**What you are asked to do:** Rewrite the material below with "black winter boot" changed to "dark leather boot" and everything else kept the same. Omit the pictures from your version.

**Pointing records:**
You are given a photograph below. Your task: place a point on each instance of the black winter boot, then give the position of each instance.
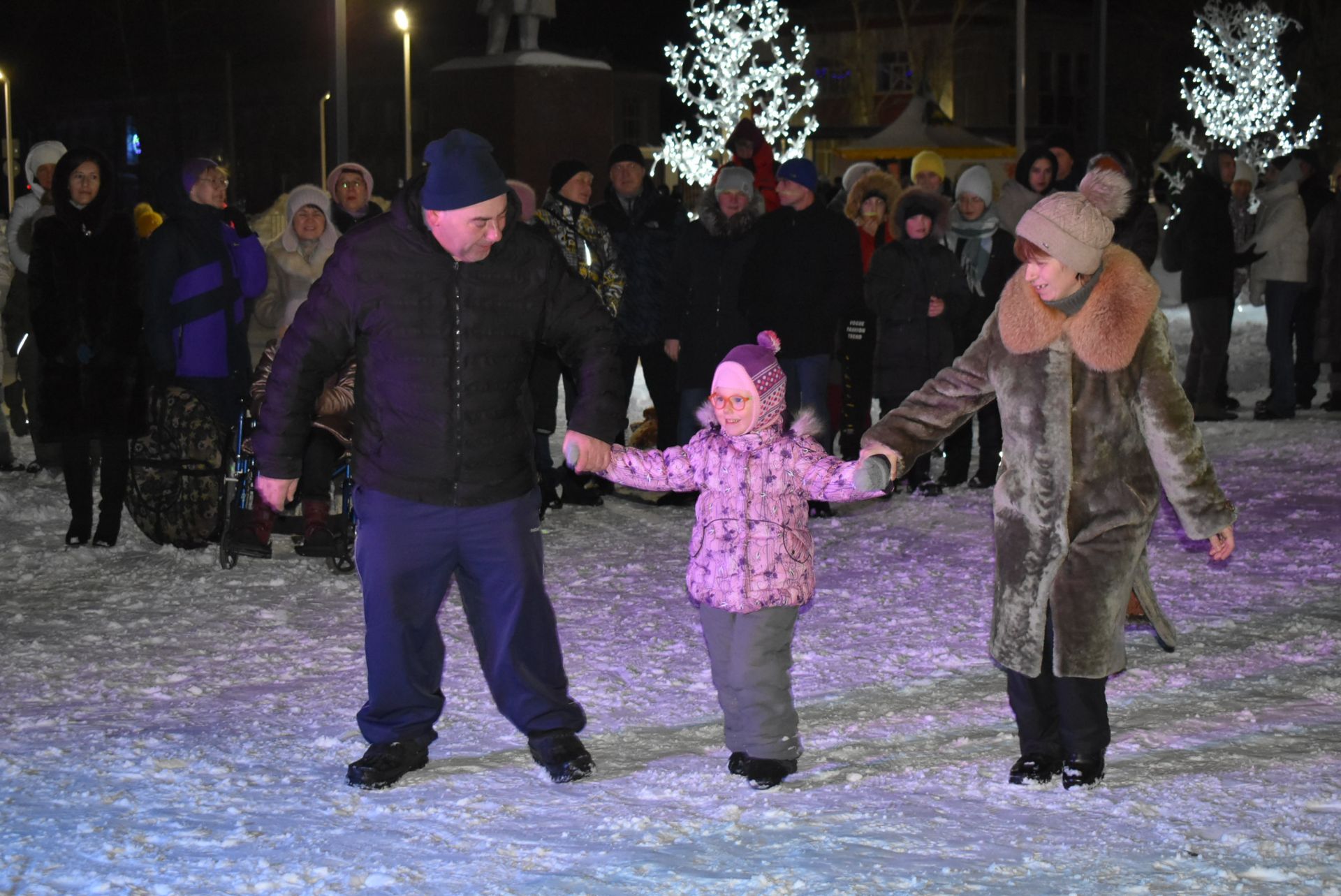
(561, 753)
(768, 773)
(318, 540)
(252, 538)
(1083, 772)
(386, 763)
(1034, 768)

**Correct result:**
You are given a photograph below. Your task: place a point on each instance of the dark leather boot, then give the position of each instance.
(561, 753)
(768, 773)
(318, 540)
(252, 538)
(1083, 772)
(386, 763)
(1034, 768)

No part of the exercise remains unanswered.